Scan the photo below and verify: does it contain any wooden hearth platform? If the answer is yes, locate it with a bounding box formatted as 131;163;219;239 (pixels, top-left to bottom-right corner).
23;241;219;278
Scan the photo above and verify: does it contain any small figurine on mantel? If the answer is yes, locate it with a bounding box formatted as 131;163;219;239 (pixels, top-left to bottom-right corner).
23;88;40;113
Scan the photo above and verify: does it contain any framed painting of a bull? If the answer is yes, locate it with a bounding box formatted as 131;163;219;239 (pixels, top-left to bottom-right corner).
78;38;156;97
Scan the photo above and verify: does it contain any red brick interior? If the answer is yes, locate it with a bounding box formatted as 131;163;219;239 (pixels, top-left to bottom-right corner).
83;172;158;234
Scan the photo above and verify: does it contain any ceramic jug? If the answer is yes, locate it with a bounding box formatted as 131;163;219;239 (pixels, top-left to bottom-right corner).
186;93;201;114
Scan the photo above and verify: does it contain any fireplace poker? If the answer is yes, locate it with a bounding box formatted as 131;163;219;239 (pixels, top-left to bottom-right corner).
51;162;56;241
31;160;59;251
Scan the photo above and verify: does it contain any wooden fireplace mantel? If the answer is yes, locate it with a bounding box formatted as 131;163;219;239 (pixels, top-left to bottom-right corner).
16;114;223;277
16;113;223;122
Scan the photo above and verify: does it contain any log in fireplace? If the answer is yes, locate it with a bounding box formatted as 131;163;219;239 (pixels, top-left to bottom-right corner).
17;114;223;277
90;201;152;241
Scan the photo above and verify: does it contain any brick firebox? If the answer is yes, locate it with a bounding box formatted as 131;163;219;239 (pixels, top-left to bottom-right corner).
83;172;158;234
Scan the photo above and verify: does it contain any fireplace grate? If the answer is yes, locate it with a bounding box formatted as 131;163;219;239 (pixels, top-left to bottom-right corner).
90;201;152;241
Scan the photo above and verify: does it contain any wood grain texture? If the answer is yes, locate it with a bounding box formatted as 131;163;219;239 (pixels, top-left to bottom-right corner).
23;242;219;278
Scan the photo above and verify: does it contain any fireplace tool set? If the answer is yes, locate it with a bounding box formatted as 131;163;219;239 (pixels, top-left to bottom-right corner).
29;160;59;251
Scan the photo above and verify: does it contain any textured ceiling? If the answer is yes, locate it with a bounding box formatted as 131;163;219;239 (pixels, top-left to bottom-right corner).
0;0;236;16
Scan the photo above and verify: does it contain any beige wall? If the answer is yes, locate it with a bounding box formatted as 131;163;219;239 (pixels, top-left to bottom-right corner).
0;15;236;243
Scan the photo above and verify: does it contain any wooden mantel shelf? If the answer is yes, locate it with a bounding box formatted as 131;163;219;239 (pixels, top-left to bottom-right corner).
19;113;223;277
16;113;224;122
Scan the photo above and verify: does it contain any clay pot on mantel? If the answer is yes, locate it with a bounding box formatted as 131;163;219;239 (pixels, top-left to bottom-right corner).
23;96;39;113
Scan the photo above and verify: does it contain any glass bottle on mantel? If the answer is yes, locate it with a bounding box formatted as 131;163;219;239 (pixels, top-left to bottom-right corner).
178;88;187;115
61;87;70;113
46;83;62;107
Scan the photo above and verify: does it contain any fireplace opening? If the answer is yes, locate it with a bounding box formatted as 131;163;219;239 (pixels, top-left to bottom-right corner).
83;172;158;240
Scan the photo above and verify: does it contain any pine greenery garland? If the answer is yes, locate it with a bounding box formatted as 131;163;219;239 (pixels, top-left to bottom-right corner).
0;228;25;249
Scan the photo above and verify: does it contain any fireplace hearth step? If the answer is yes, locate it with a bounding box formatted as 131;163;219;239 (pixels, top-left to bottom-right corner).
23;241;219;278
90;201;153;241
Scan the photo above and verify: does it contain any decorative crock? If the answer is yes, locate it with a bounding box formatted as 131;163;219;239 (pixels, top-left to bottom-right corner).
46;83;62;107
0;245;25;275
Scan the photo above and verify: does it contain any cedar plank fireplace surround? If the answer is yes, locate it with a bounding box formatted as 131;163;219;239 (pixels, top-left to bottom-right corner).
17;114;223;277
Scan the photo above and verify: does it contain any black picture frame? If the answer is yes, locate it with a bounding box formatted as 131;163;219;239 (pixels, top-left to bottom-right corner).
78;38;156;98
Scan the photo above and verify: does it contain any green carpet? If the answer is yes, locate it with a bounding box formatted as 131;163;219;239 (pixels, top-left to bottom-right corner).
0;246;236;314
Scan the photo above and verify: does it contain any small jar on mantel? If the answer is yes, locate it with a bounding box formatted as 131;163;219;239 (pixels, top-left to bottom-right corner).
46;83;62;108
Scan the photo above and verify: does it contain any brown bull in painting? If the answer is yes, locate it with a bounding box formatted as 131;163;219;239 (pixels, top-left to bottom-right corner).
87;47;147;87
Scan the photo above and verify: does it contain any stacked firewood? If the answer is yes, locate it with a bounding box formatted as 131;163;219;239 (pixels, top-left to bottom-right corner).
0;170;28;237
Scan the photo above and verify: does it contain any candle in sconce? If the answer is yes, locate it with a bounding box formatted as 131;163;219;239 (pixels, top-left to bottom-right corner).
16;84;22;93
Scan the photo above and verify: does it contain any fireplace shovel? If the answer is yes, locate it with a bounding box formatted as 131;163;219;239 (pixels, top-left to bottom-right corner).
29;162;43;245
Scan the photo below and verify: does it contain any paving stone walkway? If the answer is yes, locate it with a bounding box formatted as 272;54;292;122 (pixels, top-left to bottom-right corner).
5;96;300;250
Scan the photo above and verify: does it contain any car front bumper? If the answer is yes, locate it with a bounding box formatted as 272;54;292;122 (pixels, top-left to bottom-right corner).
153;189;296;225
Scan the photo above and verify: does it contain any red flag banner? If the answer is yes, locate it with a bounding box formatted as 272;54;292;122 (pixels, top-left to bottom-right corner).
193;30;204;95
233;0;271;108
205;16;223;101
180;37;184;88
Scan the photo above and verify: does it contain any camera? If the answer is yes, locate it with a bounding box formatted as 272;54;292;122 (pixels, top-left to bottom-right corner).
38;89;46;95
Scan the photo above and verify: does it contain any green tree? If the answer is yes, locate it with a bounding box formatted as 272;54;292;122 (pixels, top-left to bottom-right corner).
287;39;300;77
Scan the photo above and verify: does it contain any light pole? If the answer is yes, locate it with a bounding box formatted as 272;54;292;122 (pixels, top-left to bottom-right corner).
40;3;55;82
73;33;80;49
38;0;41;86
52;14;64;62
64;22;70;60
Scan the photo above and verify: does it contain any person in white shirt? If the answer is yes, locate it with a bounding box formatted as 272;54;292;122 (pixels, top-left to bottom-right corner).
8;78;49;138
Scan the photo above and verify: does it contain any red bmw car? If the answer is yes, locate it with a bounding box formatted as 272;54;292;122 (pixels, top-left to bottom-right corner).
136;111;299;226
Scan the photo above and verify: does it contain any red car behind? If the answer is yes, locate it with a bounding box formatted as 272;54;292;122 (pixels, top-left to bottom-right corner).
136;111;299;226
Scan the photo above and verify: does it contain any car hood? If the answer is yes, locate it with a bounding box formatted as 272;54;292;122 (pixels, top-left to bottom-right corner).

#####

Update every row, replacing "bounding box" with "rectangle" wherever it occurs and leaving everything else unchanged.

Scan the photo below and verify: does it contain any wooden hearth platform? If the answer is yes, locate it with a rectangle formatted as 131;163;219;239 (pixels, top-left to bottom-right corner).
23;241;219;278
Scan the photo above and verify: does it contain any small figurine on mantel? If the answer is yes, locate it with a rectangle formatted as 131;163;219;239 (pixels, top-left to bottom-right corner).
23;88;40;113
Scan the photo above and verify: does it contain any framed painting of a bull? If the answer is yes, locate it with a rectangle formatted as 131;163;219;239 (pixels, top-left to bottom-right corner).
78;38;156;97
Scan the photo above and verify: does it contain any red brick interior? If the answer is yes, locate it with a rectangle formatted as 131;163;219;239 (pixels, top-left to bottom-right corner).
83;172;158;234
Scan the photo above and verify: does it contain any ceramic jug? If the answer is yes, locate it with a rectangle formatted as 131;163;219;239 (pixels, top-left to bottom-right corner).
186;93;201;114
Scan the photo above and verify: does it contain any fireplace poker? If the answer is yes, locate it with a rectangle formatted as 131;163;219;239 (pixels, top-left to bottom-right corner).
51;162;56;241
31;160;59;251
Scan the photo above and verify: does it contain any wooden fireplace mantel? If the answer is yes, locate it with a rectangle formatted as 131;163;219;239 (pixels, top-left to bottom-right corner).
16;114;223;277
16;113;223;122
Scan the photo above and verify: does it contain any log in fireplace? If the answer is yes, locate it with a rectangle formatted as 131;163;219;239 (pixels, top-left to bottom-right corner).
17;114;223;277
90;201;152;241
Scan the photo above and verify: does it contain any brick firebox? If the answer is yes, locate it with a rectangle formatted as 131;163;219;239 (pixels, top-left to bottom-right corner).
83;172;158;234
Scan the photo above and verify: does it contain any fireplace grate? If the answer is yes, locate it with a rectangle formatted as 131;163;219;239 (pixels, top-left to bottom-right corner).
90;201;152;241
Scan the photo above and verify: does it contain any wood grain texture? If the answer is yes, locate it with a rectangle formatted as 131;163;219;239 (pixels, top-left to bottom-right corner).
23;242;219;278
Scan the photo above and verify: does it contain any fireplace tool set? If the answer is yes, locate it with a rectangle formatted as 131;163;219;239 (pixels, top-left to bottom-right corner).
29;160;59;251
Scan the photo above and verify: does it contain any textured ceiling? If the answer is yes, locate it with a rectangle formatted as 131;163;219;239 (pixels, top-left to bottom-right corner).
0;0;236;16
Scan the photo above and verify: does it contain any beige wall? If the answer is yes, locate it with a rectangle formatted as 131;163;219;239 (pixels, top-left to bottom-right corner).
0;15;236;243
Scan the photo above and verify: does it contain any wooden mantel shelf? If the answer is yes, locate it with a rectangle formatted as 131;163;219;239 (pixels, top-left to bottom-right corner).
19;113;223;277
16;113;224;122
Scan the photo above and verify: does it contain any clay pot on mantel? If the answer is yes, locate it with a rectangle formatted as 131;163;219;239 (pixels, top-left to bottom-right corner).
23;96;39;113
Scan the photo above and verify: does it contain any glass bottle on mantel? If the answer is yes, locate it with a rectangle formatted as 131;163;219;239 (pixels, top-left to bottom-right corner).
178;88;187;115
61;87;70;113
46;83;62;107
Scan the photo above and verify: does it contain any fireplace opening? If the answer is yes, locate it with a rectangle formatted as 131;163;219;239 (pixels, top-left to bottom-right corner).
83;172;158;240
Scan the photo above and verify: does it contain any pine greenery garland? If the answer is yes, locate it with a rectangle formatted as 131;163;219;239 (pixels, top-left to bottom-right corner).
0;228;25;249
Scan the photo above and verify: does it contain any fireplace hearth step? If the answer is yes, locate it with a rectangle formatted as 131;163;219;239 (pixels, top-left to bottom-right corner).
23;241;219;278
90;201;153;241
Scan the photo above and verify: does it contain any decorative crock? If the answer is yes, locate it with a rectangle formatted as 131;163;219;239 (pixels, top-left to bottom-right corner).
46;83;62;107
0;245;25;275
Scan the photo above and verify: does it contain any cedar plank fireplace surround? If the answer is yes, locate it with a rectangle formatted as 131;163;219;239 (pixels, top-left to bottom-right corner).
17;114;223;277
Scan the photo above and verify: does it contain any black picture frame? If the answer is yes, locate it with a rectangle formatted as 131;163;219;239 (pixels, top-left to bottom-right corner).
78;38;156;98
Scan the photo above and verify: does it contain any green carpet? If the answer is yes, locate it with a rectangle formatted as 131;163;219;239 (pixels, top-left to bottom-right corner).
0;246;236;314
Scan the photo above and verify: does it contain any small jar on mantel? If the answer is yes, locate it with a rectangle formatted as 131;163;219;239 (pixels, top-left to bottom-right corner).
46;83;62;108
Scan the photo above and verify: does it contain any brown bull in painting? If the answer is yes, locate it with a rectangle formatted as 131;163;219;239 (pixels, top-left to bottom-right corner).
87;47;147;87
Scan the photo above and verify: does it contain any stacked firewood? If the answer is yes, locate it with a rectangle formatted as 131;163;219;239 (pixels, top-left to bottom-right corner).
0;170;28;237
Scan the photo above and verify: does it contain any candle in sconce? If the answer is yes, locate it with a rectangle formatted as 131;163;219;239 (pixels, top-left to bottom-right corner).
16;84;22;93
Scan the photo above and verify: does it contain any fireplace shovel? If the answer is yes, locate it with a rectangle formatted as 131;163;219;239 (pixels, top-left to bottom-right corner).
29;162;43;245
Scan the photo below and verify: does it contain any paving stone walkway? If the answer is yes, locate it with a rectangle formatted as 272;54;292;122 (pixels, top-left to bottom-right corner).
5;96;300;250
Scan the photo above and verify: does it contain any car front bumper? If the answer is yes, locate it with a rectangle formatted as 272;54;292;122 (pixels, top-left to bottom-right corner).
153;189;296;225
Scan the photo above and verify: does it contain any red flag banner? If the answer is yes, locate it with a rectangle formatted as 272;54;292;122 (pixels, top-left to bottom-right corner).
193;30;204;95
233;0;271;108
205;16;223;101
180;37;184;88
Scan the photo above and verify: does it contain any camera? If the answer is yes, locate it with a rectangle formatted as 272;54;292;122 (pixels, top-left to bottom-right corner).
38;89;46;95
Scan the photo above and verify: does it contain any green tree? If the answer is yes, locate it with a rectangle formatted as 272;54;292;122 (pixels, top-left to bottom-right corner).
287;39;300;77
Scan the photo above and verify: does it contain any light pole? If the answer is yes, locate it with a rectangle formatted as 272;54;292;122 (pixels, top-left to bottom-right corner).
40;3;55;82
73;33;80;49
38;0;41;86
52;14;64;62
64;22;70;60
Scan the photo above and verify: does it contain any person in white shirt? If the answer is yes, locate it with a rectangle formatted as 272;54;292;122 (pixels, top-left to bottom-right corner).
8;78;49;138
Scan the photo above and verify: does it contain any red bmw car? If the answer is yes, locate it with a rectangle formatted as 272;54;292;122 (pixels, top-left to bottom-right corner).
136;111;299;226
Scan the photo above and verify: does it contain any red car behind? If the answer is yes, locate it with a rectangle formatted as 272;54;292;122 (pixels, top-left to bottom-right corner).
136;111;299;226
Scan the photo above and verify: does it contain any car hood? If the answer is yes, locate it with a rectangle formatted as 272;54;292;122 (pixels, top-left to bottom-right corner).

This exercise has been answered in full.